::: PROVIDED DATA

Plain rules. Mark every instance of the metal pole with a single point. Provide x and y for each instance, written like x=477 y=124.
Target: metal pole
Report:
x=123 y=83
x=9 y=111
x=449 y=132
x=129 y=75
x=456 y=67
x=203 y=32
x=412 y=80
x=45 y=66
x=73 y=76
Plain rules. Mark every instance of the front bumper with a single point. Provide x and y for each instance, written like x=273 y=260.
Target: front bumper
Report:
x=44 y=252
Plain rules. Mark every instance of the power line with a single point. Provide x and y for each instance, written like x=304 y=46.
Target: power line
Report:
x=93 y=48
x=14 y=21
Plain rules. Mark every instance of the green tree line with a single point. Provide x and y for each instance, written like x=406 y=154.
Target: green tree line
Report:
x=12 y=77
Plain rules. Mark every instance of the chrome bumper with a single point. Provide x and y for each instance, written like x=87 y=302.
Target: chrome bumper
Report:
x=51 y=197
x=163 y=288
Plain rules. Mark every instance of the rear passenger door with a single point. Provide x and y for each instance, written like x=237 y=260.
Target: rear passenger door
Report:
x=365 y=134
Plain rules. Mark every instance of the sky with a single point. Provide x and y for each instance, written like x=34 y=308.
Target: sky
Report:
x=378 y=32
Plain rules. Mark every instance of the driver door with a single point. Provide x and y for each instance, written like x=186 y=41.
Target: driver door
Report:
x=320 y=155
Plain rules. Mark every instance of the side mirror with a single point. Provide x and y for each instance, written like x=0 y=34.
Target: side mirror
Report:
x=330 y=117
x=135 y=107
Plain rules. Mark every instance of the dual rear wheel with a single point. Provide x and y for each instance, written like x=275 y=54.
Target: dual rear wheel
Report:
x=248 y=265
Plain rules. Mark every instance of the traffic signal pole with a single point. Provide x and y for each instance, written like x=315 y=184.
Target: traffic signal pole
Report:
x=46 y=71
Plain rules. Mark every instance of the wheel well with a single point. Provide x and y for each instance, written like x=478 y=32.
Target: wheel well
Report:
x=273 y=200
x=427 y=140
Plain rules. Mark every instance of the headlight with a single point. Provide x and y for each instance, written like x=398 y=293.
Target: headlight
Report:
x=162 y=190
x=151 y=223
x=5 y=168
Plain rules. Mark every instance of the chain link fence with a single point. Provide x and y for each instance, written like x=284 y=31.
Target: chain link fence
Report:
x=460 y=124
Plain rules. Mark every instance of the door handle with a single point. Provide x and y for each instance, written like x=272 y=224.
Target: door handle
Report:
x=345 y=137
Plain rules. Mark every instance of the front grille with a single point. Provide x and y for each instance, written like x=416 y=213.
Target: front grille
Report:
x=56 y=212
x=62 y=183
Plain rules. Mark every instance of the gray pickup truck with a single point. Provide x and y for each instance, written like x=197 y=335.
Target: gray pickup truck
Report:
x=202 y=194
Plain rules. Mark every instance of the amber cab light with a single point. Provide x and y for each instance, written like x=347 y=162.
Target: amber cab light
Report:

::::::

TASK BRIEF
Render every line of the items above as a JSON list of strings, with one string per line and no blank lines.

OUTPUT FOR THIS TASK
[
  "Plain rules. Mark every instance of the metal pole with a single point. Provide x and y for each instance, written like x=477 y=124.",
  "Target: metal pole",
  "Report:",
  "x=123 y=83",
  "x=9 y=111",
  "x=449 y=132",
  "x=129 y=75",
  "x=456 y=67",
  "x=203 y=32",
  "x=412 y=80",
  "x=45 y=66",
  "x=73 y=76",
  "Plain rules. Mark every instance of the front bumper with a single point. Provide x and y for each instance, written like x=273 y=260.",
  "Target: front bumper",
  "Report:",
  "x=44 y=252",
  "Plain rules. Mark every instance of the power line with a single point. Provide x and y for each instance, written like x=304 y=46.",
  "Target: power line",
  "Report:",
  "x=93 y=48",
  "x=14 y=21",
  "Plain rules. Mark every instance of the green tree line with a single point. Provide x and y for each instance, written like x=406 y=154.",
  "Target: green tree line",
  "Report:",
  "x=12 y=77",
  "Plain rules. Mark every instance of the chrome bumper with a single point. Provide x and y for each instance, written like x=87 y=302.",
  "Target: chrome bumper",
  "Report:",
  "x=51 y=197",
  "x=163 y=288",
  "Plain rules. Mark every instance of the rear passenger door with a single point. Provide x and y for each instance, written like x=237 y=260.",
  "Target: rear passenger door",
  "Report:",
  "x=365 y=134",
  "Plain rules. Mark every instance of the sky with a single point. Provide x and y for each instance, written like x=34 y=308.",
  "Target: sky",
  "Report:",
  "x=378 y=32",
  "Plain rules. Mark every instance of the driver door with a single point. Provide x and y for each instance, written like x=186 y=41.",
  "Target: driver door",
  "Report:",
  "x=320 y=155",
  "Plain rules. Mark every instance of the side mirror with a single point. Provide x and y for each instance, written like x=0 y=34.",
  "Target: side mirror",
  "Report:",
  "x=330 y=117",
  "x=135 y=107",
  "Plain rules. Mark every instance of the dual rear wheel with a single point. Provide x and y for each instance, written like x=275 y=54.",
  "Target: dual rear wheel",
  "Report:",
  "x=248 y=265",
  "Plain rules. Mark every instance of the traffic signal pole with a single point. Provide x and y for each instance, written like x=315 y=184.",
  "Target: traffic signal pole",
  "Report:",
  "x=46 y=71",
  "Plain rules. Mark every instance of the wheel well with a single point. Provide x and y for each instance, written like x=478 y=32.",
  "Target: wheel well",
  "Report:",
  "x=273 y=200",
  "x=427 y=140",
  "Plain rules. Mark every instance of the headlight with a single point. Provide x and y for each instance, written like x=398 y=293.",
  "Target: headlight",
  "Report:",
  "x=162 y=190",
  "x=151 y=223",
  "x=5 y=168",
  "Plain rules. Mark every instance of the chain link fence with a single point. Provide x and y for each instance, written like x=284 y=31.",
  "Target: chain link fence",
  "Report:",
  "x=460 y=124",
  "Plain rules. Mark every instance of the door handle with a single point. Provide x and y for each instance, written like x=272 y=224.",
  "Target: door handle",
  "Report:",
  "x=345 y=137",
  "Plain rules. Mark every instance of the front grille with a single point. Provide x and y for each instance, written like x=416 y=213.",
  "Target: front grille",
  "Report:",
  "x=56 y=212",
  "x=62 y=183",
  "Plain rules. Mark every instance of the gray pickup truck with a single point. Provide x and y for each instance, written like x=197 y=335.",
  "Target: gray pickup truck",
  "Report:",
  "x=202 y=194",
  "Plain rules. Mark every instance of the amber cab light with a single point. Provide x and y for each instance, written like x=347 y=162.",
  "Target: amber cab light",
  "Report:"
]